▶ Texte fourni:

****************************************

L’histoire juridique des pays du Golfe réclame la nécessité d’une réforme juridique et une modification des institutions juridictionnelles. L’absence d’une base juridique solide, les effets de la colonisation et la nécessité d’intégration dans le marché mondial pour ces pays exportateurs de pétrole ne pourront se résoudre qu’avec l’option de l’harmonisation. L’harmonisation via des principes généraux du droit est une solution qui pourrait moderniser et apporter la réforme nécessaire aux différents systèmes juridiques en les rapprochant par leurs similitudes. Dans ce but, nous allons étudier dans un premier temps, la nature et les caractères des principes généraux du droit (I) et dans un deuxième temps, nous analyserons ces principes en droit musulman. (II)
I. Les principes généraux du droit : la clé d’harmonisation
Lorsque nous parlons des mots « principe » et « général », nous sommes en face de termes qui ne sont pas juridiques par nature, mais seulement par la détermination des poseurs de normes juridiques16. Les principes généraux du droit sont des normes supérieures qui se trouvent, avec un contenu similaire, dans tous les ordres juridiques. « En les voyant fonctionner dans le temps et dans l’espace du droit, ces principes apparaissent comme un concept référentiel17 ». Certains juristes occidentaux vont plus loin et déclarent que les principes généraux constituent « une clef de voûte en ce qu’ils dénomment les idées capitales socialement vivantes18 ».
L’importance des principes généraux se résume à leur capacité à générer l’élaboration de nouvelles solutions. « Du point de vue de la théorie générale du droit », écrit Emmanuel Gaillard, c’est en effet la spécialisation même des principes généraux qui constitue « un mécanisme de création du droit prétorien, qui, dans la philosophie positiviste ambiante, puise les sources de ses innovations les plus audacieuses dans les solutions incontestées du droit positif ».

****************************************

▶ Liste des tâches:
A – D'après le texte sur l'harmonisation juridique des pays du Golfe, quels problèmes ne pourront se résoudre qu'avec l'option de l'harmonisation ? Énumérez-les.
B – Reproduisez à l'identique le passage du texte sur l'harmonisation juridique des pays du Golfe compris entre « L’histoire juridique des » et « droit musulman. (II) », bornes incluses.
C – Veuillez indiquer quel auteur le texte sur l'harmonisation juridique des pays du Golfe cite « du point de vue de la théorie générale du droit ».

▶ Données affichées:
****************************************

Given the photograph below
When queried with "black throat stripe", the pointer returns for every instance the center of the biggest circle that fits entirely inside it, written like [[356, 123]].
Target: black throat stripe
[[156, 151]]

****************************************

▶ Solutions par tâche:
A –
- L'absence d'une base juridique solide
- Les effets de la colonisation
- La nécessité d'intégration dans le marché mondial pour ces pays exportateurs de pétrole

B –
L’histoire juridique des pays du Golfe réclame la nécessité d’une réforme juridique et une modification des institutions juridictionnelles. L’absence d’une base juridique solide, les effets de la colonisation et la nécessité d’intégration dans le marché mondial pour ces pays exportateurs de pétrole ne pourront se résoudre qu’avec l’option de l’harmonisation. L’harmonisation via des principes généraux du droit est une solution qui pourrait moderniser et apporter la réforme nécessaire aux différents systèmes juridiques en les rapprochant par leurs similitudes. Dans ce but, nous allons étudier dans un premier temps, la nature et les caractères des principes généraux du droit (I) et dans un deuxième temps, nous analyserons ces principes en droit musulman. (II)

C – Emmanuel Gaillard.